SHORT PROBLEM:
Convert the lines of the records below, from the line containing "bush in foreground." through the end of the records, into a JSON list of strings with one string per line and no entries for blank lines.

#### DATA IN THIS EXERCISE

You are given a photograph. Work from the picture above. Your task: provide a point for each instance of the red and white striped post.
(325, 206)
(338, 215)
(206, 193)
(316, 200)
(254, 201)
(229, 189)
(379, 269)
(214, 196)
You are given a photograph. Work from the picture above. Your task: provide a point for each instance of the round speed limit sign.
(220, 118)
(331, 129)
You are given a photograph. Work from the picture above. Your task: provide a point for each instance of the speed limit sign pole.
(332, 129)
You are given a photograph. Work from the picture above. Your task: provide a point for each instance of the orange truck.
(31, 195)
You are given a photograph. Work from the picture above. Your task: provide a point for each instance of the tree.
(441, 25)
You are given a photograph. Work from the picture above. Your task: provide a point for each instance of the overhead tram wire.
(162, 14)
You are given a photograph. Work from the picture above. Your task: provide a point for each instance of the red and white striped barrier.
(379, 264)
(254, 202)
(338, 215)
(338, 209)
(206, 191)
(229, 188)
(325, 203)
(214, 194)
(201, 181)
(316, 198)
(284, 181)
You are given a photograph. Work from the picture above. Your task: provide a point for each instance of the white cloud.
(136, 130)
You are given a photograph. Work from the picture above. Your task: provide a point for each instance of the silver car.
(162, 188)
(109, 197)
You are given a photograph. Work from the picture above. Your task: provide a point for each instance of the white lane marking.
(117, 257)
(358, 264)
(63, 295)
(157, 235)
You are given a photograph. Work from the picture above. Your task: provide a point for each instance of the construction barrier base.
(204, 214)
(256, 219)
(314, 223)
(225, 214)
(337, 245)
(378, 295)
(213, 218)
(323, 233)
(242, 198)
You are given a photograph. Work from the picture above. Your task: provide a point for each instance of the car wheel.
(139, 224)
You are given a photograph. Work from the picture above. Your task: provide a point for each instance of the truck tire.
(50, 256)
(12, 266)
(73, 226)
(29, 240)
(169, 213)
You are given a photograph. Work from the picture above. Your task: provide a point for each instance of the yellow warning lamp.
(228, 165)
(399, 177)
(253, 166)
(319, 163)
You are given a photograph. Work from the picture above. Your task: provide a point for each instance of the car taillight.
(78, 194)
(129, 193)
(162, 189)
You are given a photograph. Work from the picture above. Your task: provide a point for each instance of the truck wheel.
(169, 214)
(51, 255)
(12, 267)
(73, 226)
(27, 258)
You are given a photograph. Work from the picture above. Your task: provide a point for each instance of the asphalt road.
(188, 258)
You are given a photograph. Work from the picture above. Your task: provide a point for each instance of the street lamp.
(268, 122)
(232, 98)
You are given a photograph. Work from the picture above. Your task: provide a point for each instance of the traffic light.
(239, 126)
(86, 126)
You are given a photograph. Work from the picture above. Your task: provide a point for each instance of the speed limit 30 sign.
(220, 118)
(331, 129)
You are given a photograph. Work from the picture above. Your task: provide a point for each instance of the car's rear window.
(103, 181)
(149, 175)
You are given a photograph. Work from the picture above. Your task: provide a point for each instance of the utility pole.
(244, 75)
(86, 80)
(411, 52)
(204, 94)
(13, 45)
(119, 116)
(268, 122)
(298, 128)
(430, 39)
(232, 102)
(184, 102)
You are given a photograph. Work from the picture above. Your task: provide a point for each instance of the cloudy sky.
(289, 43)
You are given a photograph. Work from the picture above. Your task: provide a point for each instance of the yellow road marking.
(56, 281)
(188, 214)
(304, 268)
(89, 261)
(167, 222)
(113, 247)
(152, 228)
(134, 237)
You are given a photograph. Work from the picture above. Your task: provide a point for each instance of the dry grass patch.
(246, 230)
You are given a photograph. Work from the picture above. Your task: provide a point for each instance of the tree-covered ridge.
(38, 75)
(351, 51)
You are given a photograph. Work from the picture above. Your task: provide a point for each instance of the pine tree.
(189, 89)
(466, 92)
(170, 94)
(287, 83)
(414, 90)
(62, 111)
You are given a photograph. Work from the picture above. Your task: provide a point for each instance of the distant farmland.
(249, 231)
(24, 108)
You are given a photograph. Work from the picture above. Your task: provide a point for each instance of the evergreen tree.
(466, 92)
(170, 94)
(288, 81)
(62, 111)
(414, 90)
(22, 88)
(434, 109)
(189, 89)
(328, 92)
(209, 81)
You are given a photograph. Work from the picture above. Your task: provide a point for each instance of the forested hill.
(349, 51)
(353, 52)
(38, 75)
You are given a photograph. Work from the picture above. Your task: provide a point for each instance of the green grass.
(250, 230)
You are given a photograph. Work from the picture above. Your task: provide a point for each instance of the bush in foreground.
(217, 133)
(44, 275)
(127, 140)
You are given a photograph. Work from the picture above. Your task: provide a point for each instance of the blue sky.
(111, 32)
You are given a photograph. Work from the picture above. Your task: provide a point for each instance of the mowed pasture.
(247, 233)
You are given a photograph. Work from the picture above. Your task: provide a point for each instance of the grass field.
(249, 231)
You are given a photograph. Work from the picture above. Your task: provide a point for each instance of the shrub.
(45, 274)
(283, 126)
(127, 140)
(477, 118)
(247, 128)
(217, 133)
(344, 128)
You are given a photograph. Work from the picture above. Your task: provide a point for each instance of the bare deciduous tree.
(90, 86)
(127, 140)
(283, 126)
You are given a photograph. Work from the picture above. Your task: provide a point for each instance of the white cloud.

########

EXERCISE SOLUTION:
[
  "You are given a photograph. Work from the picture above. Your task: provide a point for each instance of the bush in foreground.",
  "(217, 133)",
  "(44, 275)",
  "(127, 140)",
  "You are given a photograph. Work from the picture above. Your task: provide a point for each instance of the blue sky.",
  "(111, 32)",
  "You are given a photograph. Work from the picture above. Your task: provide a point for each instance of the mowed pasture.",
  "(247, 233)",
  "You are given a photograph. Work from the picture above. Your task: provide a point for each instance of the grass field.",
  "(249, 231)",
  "You are given a photograph. Work from the picture above. Your task: provide a point for each instance of the shrub.",
  "(45, 274)",
  "(283, 126)",
  "(127, 140)",
  "(477, 118)",
  "(247, 128)",
  "(217, 133)",
  "(344, 128)",
  "You are given a photograph. Work from the picture above. Your task: provide a point for each instance of the bare deciduous tree.",
  "(90, 86)",
  "(127, 140)",
  "(283, 126)",
  "You are given a photograph. Work from the picture above. Your task: provide a point for each instance of the white cloud."
]